Tarefa curta 1 -> Reescreva a passagem do excerto entre "Carlos Querido" e "a humildade servil.", inclusive, trocando "Zé Povinho" por "Zé Ninguém".
Tarefa curta 2 -> Segundo o excerto, em que publicação e em que data nasceu a figura do Zé Povinho?
Tarefa curta 3 -> Traduza para inglês esta frase do excerto: "Nos cento e cinquenta anos do nascimento do Zé Povinho, ele que é tão nosso, a Gazeta das Caldas, bem mais jovem, não podia deixar de se associar no seu Centenário à celebração do aniversário de tão ilustre figura."

Excerto de origem ->
Carlos Querido
Nos cento e cinquenta anos do nascimento do Zé Povinho, ele que é tão nosso, a Gazeta das Caldas, bem mais jovem, não podia deixar de se associar no seu Centenário à celebração do aniversário de tão ilustre figura.
Há quem lhe censure a aparente submissão pacóvia, quem lhe critique o sorriso soez e matreiro que silencia a raiva e a revolta, quem não lhe perdoe a resignação com que arrasta a albarda onde confortavelmente se instala o poder, quem ache que o manguito e o ar resmungão são pouca resposta para tanta injustiça, quem lhe exija a frontalidade do verdadeiro contestatário, quem o queira diferente, mais irado, sem a paciência nem a humildade servil.
Na Exposição que decorre no CCC (de visita obrigatória), o curador Jorge Silva propõe-nos uma narrativa que se pode resumir assim: o Zé Povinho existe e ponto final; desde há 150 anos; a criatura sobreviveu ao criador; adaptou-se e resistiu a todos os momentos históricos; veio para ficar; em século e meio mudaram-lhe as roupagens mas nunca o carácter – persistentemente passivo, raramente indignado.
A figura pesada e tosca do Zé Povinho nasceu em A Lanterna Mágica de 12 de Junho de 1875, e a sua passividade e imobilismo já exasperavam o criador que criticava amargamente a criatura: «olha para um lado e para o outro e … fica como sempre … na mesma».

Dados extraídos ->
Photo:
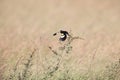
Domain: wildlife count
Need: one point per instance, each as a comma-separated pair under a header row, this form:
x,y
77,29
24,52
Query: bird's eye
x,y
54,34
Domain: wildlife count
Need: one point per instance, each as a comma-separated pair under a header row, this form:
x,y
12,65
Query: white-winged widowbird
x,y
64,35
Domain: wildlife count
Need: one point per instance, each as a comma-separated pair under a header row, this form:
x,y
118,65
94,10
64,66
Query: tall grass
x,y
57,67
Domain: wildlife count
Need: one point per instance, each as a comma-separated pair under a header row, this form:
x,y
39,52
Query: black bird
x,y
64,35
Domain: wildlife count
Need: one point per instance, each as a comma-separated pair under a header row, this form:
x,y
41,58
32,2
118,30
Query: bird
x,y
64,35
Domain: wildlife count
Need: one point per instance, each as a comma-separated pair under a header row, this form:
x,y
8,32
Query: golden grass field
x,y
26,25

Resposta à tarefa 1 ->
Carlos Querido
Nos cento e cinquenta anos do nascimento do Zé Ninguém, ele que é tão nosso, a Gazeta das Caldas, bem mais jovem, não podia deixar de se associar no seu Centenário à celebração do aniversário de tão ilustre figura.
Há quem lhe censure a aparente submissão pacóvia, quem lhe critique o sorriso soez e matreiro que silencia a raiva e a revolta, quem não lhe perdoe a resignação com que arrasta a albarda onde confortavelmente se instala o poder, quem ache que o manguito e o ar resmungão são pouca resposta para tanta injustiça, quem lhe exija a frontalidade do verdadeiro contestatário, quem o queira diferente, mais irado, sem a paciência nem a humildade servil.

Resposta à tarefa 2 -> Em A Lanterna Mágica, a 12 de Junho de 1875.

Resposta à tarefa 3 -> On the hundred and fiftieth anniversary of the birth of Zé Povinho, who is so much our own, the Gazeta das Caldas, much younger, could not fail to join, in its Centenary, in celebrating the birthday of so illustrious a figure.